### TASK DIRECTIONS
Copy everything from the line containing "reflection in the image above." down to the line containing "[[0, 0, 1000, 662]]", keeping every line otherwise unchanged and adding -42 to each bounding box coordinate in the answer arrays.

### ENTRIES SHOWN
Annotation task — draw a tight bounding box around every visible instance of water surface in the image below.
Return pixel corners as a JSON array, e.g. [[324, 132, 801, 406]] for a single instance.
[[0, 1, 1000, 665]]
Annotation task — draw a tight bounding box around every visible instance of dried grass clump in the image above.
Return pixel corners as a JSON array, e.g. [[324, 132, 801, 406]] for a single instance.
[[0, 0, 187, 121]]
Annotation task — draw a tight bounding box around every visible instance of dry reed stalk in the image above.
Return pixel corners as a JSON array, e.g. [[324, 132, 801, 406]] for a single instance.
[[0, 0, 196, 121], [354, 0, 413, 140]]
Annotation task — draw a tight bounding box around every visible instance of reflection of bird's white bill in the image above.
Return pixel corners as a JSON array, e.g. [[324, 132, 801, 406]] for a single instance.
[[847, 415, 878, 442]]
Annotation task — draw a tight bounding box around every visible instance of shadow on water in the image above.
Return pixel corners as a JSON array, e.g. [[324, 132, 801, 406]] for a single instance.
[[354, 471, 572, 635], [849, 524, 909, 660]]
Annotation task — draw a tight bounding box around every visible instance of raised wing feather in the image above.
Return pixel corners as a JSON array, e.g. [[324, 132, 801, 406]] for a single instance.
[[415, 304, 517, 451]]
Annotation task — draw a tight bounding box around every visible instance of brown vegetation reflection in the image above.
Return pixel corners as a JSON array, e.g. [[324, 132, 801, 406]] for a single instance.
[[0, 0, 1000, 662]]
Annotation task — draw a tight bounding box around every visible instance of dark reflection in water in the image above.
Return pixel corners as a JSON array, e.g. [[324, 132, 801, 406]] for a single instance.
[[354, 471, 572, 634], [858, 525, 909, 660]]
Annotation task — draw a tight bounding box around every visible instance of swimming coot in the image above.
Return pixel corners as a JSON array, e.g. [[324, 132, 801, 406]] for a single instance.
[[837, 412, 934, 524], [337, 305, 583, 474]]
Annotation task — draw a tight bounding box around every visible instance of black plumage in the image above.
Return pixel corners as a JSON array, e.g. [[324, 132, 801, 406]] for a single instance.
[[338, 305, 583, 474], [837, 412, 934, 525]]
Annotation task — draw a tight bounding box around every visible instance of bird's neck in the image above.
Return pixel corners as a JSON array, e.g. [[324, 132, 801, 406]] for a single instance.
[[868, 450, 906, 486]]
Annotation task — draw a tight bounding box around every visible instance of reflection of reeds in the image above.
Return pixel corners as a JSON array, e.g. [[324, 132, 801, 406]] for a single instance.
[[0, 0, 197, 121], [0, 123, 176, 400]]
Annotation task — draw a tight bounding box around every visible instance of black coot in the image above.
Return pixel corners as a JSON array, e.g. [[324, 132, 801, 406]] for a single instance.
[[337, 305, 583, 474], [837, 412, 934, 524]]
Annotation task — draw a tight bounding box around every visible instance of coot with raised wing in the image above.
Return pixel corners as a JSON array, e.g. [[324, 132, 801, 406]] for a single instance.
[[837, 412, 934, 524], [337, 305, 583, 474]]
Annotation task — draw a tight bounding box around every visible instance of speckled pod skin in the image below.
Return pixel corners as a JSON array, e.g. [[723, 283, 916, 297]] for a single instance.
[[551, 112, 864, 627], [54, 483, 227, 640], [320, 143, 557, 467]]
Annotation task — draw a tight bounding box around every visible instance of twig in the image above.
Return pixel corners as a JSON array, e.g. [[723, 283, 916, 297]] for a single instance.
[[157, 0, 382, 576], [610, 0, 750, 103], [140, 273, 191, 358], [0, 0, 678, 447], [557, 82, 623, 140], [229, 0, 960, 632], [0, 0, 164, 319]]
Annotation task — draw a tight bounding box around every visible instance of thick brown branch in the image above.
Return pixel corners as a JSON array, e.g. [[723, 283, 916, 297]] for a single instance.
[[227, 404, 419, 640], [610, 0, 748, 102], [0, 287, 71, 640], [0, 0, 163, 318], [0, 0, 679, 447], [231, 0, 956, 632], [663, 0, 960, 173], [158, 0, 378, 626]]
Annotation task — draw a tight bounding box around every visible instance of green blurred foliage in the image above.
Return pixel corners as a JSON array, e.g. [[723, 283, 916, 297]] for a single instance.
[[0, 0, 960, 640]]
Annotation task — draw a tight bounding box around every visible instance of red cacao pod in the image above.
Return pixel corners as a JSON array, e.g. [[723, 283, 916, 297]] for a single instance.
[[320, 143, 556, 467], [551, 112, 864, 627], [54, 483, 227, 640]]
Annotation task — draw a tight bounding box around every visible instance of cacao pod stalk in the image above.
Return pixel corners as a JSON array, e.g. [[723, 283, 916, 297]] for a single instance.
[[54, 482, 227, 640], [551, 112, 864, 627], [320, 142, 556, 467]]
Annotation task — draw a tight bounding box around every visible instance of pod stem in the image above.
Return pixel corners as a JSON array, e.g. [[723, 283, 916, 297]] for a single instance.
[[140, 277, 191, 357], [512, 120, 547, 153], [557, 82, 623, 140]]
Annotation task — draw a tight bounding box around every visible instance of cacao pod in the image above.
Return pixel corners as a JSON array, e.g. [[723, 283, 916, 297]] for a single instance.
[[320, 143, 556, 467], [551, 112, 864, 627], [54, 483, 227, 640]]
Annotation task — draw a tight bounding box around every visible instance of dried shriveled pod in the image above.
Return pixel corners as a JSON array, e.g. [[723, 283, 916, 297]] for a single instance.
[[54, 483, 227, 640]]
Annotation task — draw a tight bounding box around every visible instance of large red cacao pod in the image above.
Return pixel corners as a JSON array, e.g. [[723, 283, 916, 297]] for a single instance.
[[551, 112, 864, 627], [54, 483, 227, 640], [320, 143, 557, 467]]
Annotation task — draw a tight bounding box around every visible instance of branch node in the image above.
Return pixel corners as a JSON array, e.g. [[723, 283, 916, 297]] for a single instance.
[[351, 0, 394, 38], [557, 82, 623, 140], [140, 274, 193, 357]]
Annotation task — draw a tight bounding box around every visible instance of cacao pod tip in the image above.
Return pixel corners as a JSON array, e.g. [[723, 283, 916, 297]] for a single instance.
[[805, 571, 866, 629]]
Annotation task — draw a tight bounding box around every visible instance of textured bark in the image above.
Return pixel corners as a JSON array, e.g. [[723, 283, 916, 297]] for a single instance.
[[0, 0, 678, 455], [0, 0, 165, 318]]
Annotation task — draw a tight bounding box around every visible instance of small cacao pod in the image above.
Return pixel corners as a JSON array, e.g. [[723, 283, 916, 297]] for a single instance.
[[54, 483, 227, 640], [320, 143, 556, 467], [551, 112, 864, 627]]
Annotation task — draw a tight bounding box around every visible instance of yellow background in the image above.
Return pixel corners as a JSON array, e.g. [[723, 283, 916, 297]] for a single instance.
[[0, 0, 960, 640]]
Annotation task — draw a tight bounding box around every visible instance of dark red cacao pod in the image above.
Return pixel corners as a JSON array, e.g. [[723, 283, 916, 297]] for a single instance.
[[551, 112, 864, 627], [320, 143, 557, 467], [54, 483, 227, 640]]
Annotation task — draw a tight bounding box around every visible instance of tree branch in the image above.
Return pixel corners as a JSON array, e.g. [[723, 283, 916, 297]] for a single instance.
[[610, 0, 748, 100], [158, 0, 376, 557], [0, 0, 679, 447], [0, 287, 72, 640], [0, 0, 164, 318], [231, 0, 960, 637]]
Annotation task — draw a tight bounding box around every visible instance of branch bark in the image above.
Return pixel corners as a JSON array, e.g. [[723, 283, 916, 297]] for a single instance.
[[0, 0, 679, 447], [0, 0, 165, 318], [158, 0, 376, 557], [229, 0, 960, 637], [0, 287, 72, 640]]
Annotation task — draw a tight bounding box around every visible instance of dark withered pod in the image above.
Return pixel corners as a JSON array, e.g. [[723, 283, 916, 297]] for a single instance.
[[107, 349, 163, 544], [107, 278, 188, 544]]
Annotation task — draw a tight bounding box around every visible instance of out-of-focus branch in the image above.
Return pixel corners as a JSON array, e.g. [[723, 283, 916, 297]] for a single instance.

### SOLUTION TO THIS PROBLEM
Annotation task — draw a tight bounding box around every visible instance of brown vegetation reflection in the image above.
Return pixel corners as a JSON array, e.g. [[324, 132, 801, 406]] for a single instance.
[[-42, -42, 958, 620]]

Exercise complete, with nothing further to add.